- [Task to complete]
The listing below holds a line with "point: sea water" and a line with "point: dark blue". Reproduce those two lines exactly, plus everything between them.

- [Input]
-- -- --

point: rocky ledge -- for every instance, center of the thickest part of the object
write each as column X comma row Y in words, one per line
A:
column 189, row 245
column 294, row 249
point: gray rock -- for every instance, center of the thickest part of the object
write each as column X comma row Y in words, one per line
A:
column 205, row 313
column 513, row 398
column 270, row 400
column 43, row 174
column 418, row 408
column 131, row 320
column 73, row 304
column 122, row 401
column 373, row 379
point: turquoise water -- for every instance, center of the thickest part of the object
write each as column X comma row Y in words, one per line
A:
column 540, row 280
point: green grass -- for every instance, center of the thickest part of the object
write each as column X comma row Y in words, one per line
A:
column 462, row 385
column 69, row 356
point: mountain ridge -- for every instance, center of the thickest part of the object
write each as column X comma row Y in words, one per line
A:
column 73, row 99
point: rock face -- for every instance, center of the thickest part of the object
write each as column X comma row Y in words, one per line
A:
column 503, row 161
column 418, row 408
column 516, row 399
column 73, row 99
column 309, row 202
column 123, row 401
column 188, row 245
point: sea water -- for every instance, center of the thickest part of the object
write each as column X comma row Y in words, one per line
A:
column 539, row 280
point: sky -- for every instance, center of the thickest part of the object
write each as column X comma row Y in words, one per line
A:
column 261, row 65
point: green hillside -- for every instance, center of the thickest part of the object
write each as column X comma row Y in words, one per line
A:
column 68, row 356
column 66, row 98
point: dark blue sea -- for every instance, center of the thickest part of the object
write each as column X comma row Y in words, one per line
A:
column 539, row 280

-- -- --

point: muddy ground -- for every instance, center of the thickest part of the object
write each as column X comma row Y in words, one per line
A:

-- -- --

- [Result of the task]
point: sea water -- for every instance, center of the thickest part of the object
write each as column X comma row Y in words, one per line
A:
column 539, row 280
point: sky -- for every instance, center of the thickest part of the object
write each as column X comma row Y in words, one per line
A:
column 261, row 65
point: green hillside -- for every instance, center of the thickest part of the object
write each as column X comma row Y in words, one per line
A:
column 68, row 356
column 66, row 98
point: dark blue sea -- for every instance, center of the thickest part of the object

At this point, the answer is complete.